# START OF SELECTED EXCERPT

# occellaris clowns with flame angel?



## aherr (Jan 30, 2008)

Thanks bobo i returned my 3 damsels to the pet shop (had to pull out all my live rock to catch them) the next fish i was thinking about getting was a flame angel how will my ocellaris clowns get along with it???


----------



## bettababy (Oct 12, 2006)

ocellaris clowns and flame angels can mix if the tank is big enough. I wouldn't attempt this in less than about 125 gallons, as the angels can tend to pick on the clowns, causing stress, and then illness which usually leads to death. It also helps if the clowns have an anemone to hide in when feeling threatened. For ocellaris, the rose bubble tip anemones work really well, but most bubble tip anemones will work fine.


----------



## bobo (Sep 20, 2007)

aherr. whats the size of your tank?

# END OF SELECTED EXCERPT
# START OF DATA SUPPLIED

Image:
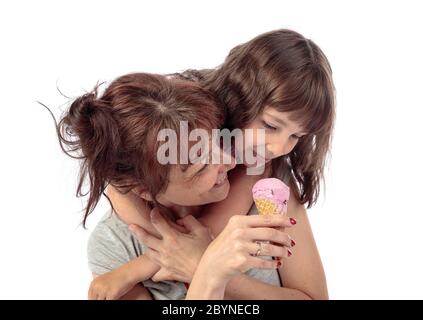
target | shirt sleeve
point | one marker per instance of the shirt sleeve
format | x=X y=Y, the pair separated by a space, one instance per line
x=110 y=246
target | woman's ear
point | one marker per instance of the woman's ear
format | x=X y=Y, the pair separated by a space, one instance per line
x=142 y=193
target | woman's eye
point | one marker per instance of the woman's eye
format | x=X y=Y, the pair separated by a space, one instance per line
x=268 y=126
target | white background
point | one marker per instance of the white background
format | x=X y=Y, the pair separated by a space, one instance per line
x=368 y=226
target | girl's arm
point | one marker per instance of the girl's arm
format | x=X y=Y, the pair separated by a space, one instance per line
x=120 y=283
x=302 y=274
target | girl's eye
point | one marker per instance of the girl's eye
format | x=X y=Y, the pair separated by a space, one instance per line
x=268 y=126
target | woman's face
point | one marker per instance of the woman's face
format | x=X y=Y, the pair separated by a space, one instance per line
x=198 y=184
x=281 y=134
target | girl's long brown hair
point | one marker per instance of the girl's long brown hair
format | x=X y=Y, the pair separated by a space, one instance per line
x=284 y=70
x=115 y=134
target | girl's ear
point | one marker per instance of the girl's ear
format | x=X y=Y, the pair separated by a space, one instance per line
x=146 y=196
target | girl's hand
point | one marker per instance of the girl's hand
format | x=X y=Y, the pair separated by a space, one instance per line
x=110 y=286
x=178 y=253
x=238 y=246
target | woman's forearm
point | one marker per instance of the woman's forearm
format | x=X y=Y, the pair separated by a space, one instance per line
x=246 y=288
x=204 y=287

# END OF DATA SUPPLIED

Reproduce the whole forum thread on keeping ocellaris clowns with a flame angel, word for word. This material has no connection to the thread about clownfish and a flame angel.

# occellaris clowns with flame angel?



## aherr (Jan 30, 2008)

Thanks bobo i returned my 3 damsels to the pet shop (had to pull out all my live rock to catch them) the next fish i was thinking about getting was a flame angel how will my ocellaris clowns get along with it???


----------



## bettababy (Oct 12, 2006)

ocellaris clowns and flame angels can mix if the tank is big enough. I wouldn't attempt this in less than about 125 gallons, as the angels can tend to pick on the clowns, causing stress, and then illness which usually leads to death. It also helps if the clowns have an anemone to hide in when feeling threatened. For ocellaris, the rose bubble tip anemones work really well, but most bubble tip anemones will work fine.


----------



## bobo (Sep 20, 2007)

aherr. whats the size of your tank?